[Exercise instructions] Give the records back exactly as written, but without the images.

Records drawn from a dataset

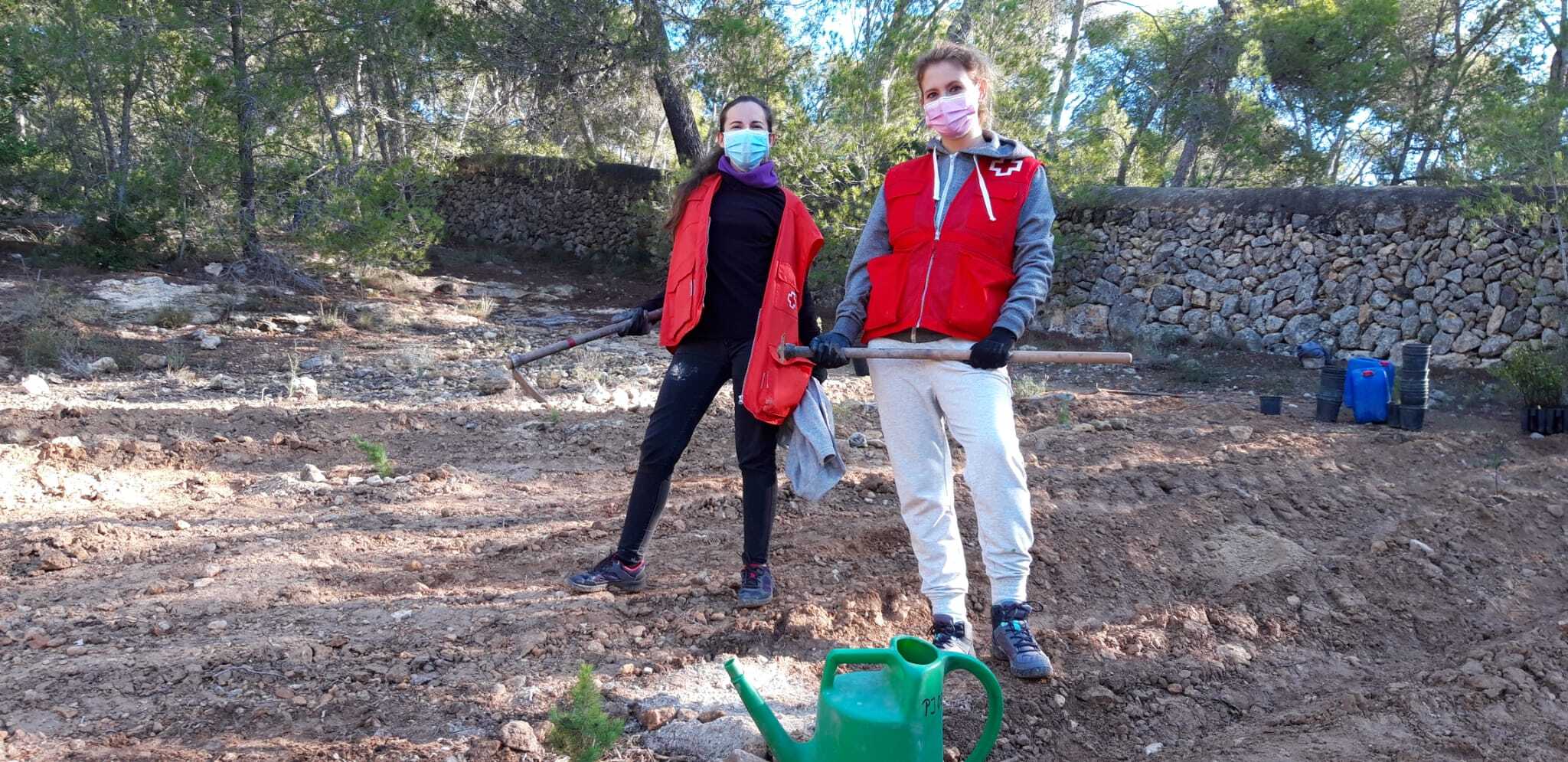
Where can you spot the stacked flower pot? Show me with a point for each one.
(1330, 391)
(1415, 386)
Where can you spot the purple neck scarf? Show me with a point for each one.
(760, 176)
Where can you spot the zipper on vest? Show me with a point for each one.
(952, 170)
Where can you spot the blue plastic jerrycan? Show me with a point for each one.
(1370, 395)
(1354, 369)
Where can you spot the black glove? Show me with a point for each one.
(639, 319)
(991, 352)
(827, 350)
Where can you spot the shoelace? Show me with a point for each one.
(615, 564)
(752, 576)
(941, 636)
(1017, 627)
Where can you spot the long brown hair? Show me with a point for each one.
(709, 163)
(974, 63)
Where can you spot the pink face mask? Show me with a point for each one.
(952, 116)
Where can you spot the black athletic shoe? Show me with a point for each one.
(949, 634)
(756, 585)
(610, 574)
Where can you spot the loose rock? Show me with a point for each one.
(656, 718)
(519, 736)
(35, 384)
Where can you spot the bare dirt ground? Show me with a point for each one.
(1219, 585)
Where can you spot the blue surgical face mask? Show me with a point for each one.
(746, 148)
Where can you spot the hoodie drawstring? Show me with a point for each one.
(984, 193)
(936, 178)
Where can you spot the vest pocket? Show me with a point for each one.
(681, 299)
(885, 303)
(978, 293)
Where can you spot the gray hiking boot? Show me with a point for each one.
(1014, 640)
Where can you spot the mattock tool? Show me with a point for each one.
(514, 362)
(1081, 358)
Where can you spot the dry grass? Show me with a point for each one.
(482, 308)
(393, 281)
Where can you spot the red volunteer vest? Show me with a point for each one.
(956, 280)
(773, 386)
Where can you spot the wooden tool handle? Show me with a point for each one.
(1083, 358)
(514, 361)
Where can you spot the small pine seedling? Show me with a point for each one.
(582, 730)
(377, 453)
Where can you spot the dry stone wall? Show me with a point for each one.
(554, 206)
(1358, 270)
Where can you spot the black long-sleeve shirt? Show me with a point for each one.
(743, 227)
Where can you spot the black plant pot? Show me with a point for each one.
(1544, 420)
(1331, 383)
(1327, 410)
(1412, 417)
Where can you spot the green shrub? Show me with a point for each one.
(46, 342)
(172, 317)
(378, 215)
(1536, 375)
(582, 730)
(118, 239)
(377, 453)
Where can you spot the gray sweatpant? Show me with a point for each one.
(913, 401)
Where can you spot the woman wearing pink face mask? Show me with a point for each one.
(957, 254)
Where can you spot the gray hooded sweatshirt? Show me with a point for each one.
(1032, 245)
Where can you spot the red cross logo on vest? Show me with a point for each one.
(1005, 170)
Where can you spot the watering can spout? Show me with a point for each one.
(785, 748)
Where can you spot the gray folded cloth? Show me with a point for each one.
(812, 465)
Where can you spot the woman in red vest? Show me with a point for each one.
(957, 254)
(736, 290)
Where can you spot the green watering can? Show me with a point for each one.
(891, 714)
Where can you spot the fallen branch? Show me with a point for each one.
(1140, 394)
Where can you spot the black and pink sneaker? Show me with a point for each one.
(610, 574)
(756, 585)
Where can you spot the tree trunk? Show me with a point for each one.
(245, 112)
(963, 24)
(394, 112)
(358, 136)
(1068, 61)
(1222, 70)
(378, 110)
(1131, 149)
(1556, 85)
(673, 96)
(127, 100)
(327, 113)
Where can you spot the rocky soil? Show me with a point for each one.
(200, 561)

[Answer to this task]
Where can you spot the stacked flower pot? Show me with a point for each one.
(1330, 391)
(1415, 386)
Where can you spot the purple neck scarf? Show me with a point for each one.
(760, 176)
Where can you spot the zipper on vest? Show me with a point for each one.
(952, 170)
Where can you spot the blue plastic jerrycan? Show me with a point for each one.
(1370, 395)
(1354, 369)
Where can you spot the black glove? Show me with a point for each one.
(639, 319)
(991, 352)
(827, 350)
Where can you spot the shoelace? Show me with a point for each one.
(615, 564)
(752, 576)
(941, 636)
(1017, 627)
Where can you spot the long brown hair? Show me with a point for each one.
(709, 163)
(974, 63)
Where can you spot the pink face mask? Show me with a point for each one.
(952, 116)
Where can you spot the black athletic shoe? Show me with a point for each one.
(949, 634)
(756, 585)
(610, 574)
Where can you spot the loose rock? Show me with a point for each one.
(656, 718)
(519, 736)
(35, 384)
Where can you spot the bare dirt ground? Show me with a point for each one.
(1219, 585)
Where can you spot the blue surgical face mask? Show me with a point for each one.
(746, 148)
Where can you spot the hoodie drawstring? Show me with a point for each one.
(984, 193)
(936, 178)
Where can you spot the vest pocket? Show me with a point for each one.
(681, 299)
(885, 303)
(978, 293)
Where can you spot the gray hiking boot? Show me with a point for each one.
(1014, 640)
Where can you spot the mattock tool? Show me with a point for each one.
(514, 362)
(1081, 358)
Where can you spot the dry grass? Show me with a point for each one.
(482, 308)
(393, 281)
Where can you spot the red volunteer vest? Show me with a point for each one.
(956, 280)
(773, 386)
Where can you spot the wooden tool handle? Show me with a point for each one.
(1083, 358)
(514, 361)
Where can you spot the small pine seedling? Show me with a point for each one.
(582, 730)
(377, 453)
Where can you spot the dry stone wall? Show me with a point for each one.
(554, 206)
(1358, 270)
Where can you spot the black long-sleeve shirt? Show me with a point for each one.
(743, 227)
Where can you spot the black plant pot? Show me with a point for each one.
(1544, 420)
(1331, 383)
(1327, 410)
(1412, 417)
Where can you spot the green shrub? Show me with a point for each one.
(46, 342)
(172, 317)
(378, 215)
(1536, 375)
(582, 730)
(118, 239)
(377, 453)
Where can you spot the gray sweatpant? Show me with a point for each one.
(913, 401)
Where can you spot the woman wearing pink face mask? Show me with a point for each one.
(957, 254)
Where can you spot the gray hooded sweatshirt? Show me with a point for each one.
(1032, 245)
Where can you spot the red cross logo on vest? Show me with a point for each one.
(1005, 170)
Where can you spot the watering can spout? Show me with a point for each one.
(785, 748)
Where can you spot the gray folded cloth? Show me with a point for each one.
(812, 465)
Where can you spot the woman in red vest? Show me with a point for each one.
(957, 254)
(736, 290)
Where can you spot the green watering can? Show me with a point for each one.
(891, 714)
Where can you spot the fallen branch? Show me with a point for each one.
(1140, 394)
Where can you spot the black and pink sneaker? Show me with a point for each one.
(610, 574)
(756, 585)
Where can you spot the tree trunk? Show me with a point for each one.
(245, 112)
(963, 24)
(394, 112)
(358, 136)
(1068, 61)
(1222, 70)
(378, 110)
(1131, 149)
(1556, 85)
(673, 96)
(127, 100)
(327, 113)
Where can you spot the rocky soil? Show me with a point for each one.
(200, 561)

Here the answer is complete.